**Brief**
Retype the entries in full.

**Data extracts**
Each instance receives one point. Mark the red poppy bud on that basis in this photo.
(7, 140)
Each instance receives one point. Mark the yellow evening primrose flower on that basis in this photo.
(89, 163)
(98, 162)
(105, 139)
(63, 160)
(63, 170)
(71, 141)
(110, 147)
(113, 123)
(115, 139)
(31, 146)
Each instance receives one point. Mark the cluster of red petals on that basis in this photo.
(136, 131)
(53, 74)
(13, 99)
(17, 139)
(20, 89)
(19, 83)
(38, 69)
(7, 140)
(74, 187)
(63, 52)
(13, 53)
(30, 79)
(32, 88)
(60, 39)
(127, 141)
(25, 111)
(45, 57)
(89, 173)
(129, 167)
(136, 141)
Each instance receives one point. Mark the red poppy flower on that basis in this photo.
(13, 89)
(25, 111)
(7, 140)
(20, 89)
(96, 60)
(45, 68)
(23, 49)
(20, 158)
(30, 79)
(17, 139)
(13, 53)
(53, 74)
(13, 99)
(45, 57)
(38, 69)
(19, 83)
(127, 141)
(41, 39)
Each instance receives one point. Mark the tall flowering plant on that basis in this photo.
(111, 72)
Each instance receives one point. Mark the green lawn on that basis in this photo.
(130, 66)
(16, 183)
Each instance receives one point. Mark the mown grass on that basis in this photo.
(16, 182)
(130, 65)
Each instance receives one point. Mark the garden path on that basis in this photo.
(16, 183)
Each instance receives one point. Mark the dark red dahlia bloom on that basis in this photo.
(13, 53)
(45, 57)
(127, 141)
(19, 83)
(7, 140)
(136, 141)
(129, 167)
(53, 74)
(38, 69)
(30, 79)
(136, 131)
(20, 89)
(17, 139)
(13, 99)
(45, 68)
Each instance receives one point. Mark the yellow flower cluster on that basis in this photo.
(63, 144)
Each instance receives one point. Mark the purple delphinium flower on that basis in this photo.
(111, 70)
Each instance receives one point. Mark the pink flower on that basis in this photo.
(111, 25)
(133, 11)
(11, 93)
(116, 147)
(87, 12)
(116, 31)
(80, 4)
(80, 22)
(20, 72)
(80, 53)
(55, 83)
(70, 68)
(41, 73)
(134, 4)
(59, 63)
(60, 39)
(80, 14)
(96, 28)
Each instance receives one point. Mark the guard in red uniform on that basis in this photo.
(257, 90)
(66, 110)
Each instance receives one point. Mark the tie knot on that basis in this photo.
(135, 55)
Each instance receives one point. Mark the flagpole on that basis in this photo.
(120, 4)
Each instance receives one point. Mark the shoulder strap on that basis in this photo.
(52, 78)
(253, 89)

**Result of the task**
Each instance receives one point. Mark the red poppy bud on that basis in this photo.
(7, 140)
Each instance receives one point. Mark the yellow evening primrose flower on that basis in this photo.
(89, 163)
(98, 162)
(105, 139)
(63, 160)
(63, 170)
(71, 141)
(110, 147)
(113, 123)
(115, 139)
(31, 146)
Each instance receives one point. Mark the cluster of red petals on that basis in this photo.
(136, 131)
(53, 74)
(13, 99)
(17, 139)
(20, 89)
(19, 83)
(38, 69)
(7, 140)
(74, 187)
(63, 52)
(13, 53)
(30, 79)
(32, 88)
(60, 39)
(127, 141)
(25, 111)
(45, 57)
(89, 173)
(129, 167)
(136, 141)
Each instance receives one point. Mark the red poppy flower on that basis in this photo.
(13, 89)
(25, 111)
(7, 140)
(20, 89)
(96, 60)
(45, 68)
(23, 49)
(20, 158)
(30, 79)
(17, 139)
(13, 53)
(53, 74)
(13, 99)
(45, 57)
(38, 69)
(19, 83)
(127, 141)
(41, 39)
Each instance receives one point. Mark the tall flowering plant on that basis in this photo.
(111, 72)
Each instance receives one point. Mark the green lawn on that basis in this photo.
(130, 66)
(16, 183)
Each instance receives one point. Mark the mown grass on that basis in this photo.
(16, 182)
(130, 65)
Each instance receives one point. Mark the garden path on that basis in this photo.
(16, 183)
Each instance receives one point. Mark the dark red dahlia bloom on that basis in this photo.
(13, 53)
(45, 57)
(127, 141)
(19, 83)
(7, 140)
(136, 141)
(129, 167)
(53, 74)
(38, 69)
(30, 79)
(136, 131)
(20, 89)
(17, 139)
(13, 99)
(45, 68)
Each instance receives one point. Mark the yellow flower cluster on that basis in this photo.
(63, 144)
Each instance receives one point. Mark the purple delphinium flower on that basis in this photo.
(111, 70)
Each instance receives one point. Mark the pink flower on that basis in this photo.
(111, 25)
(133, 11)
(11, 93)
(116, 147)
(87, 12)
(116, 31)
(80, 4)
(80, 22)
(20, 72)
(80, 53)
(55, 83)
(70, 68)
(41, 73)
(134, 4)
(59, 63)
(60, 39)
(80, 14)
(96, 28)
Each instance receives one point. Mark the guard in red uniform on that basis in this photo.
(257, 90)
(66, 110)
Each instance receives one point. Mark the tie knot on that basis in this photo.
(135, 55)
Each instance receives one point. Mark the flagpole on that basis in this photo.
(120, 4)
Each instance receives one point. Mark the shoulder strap on that basis in this photo.
(52, 78)
(253, 89)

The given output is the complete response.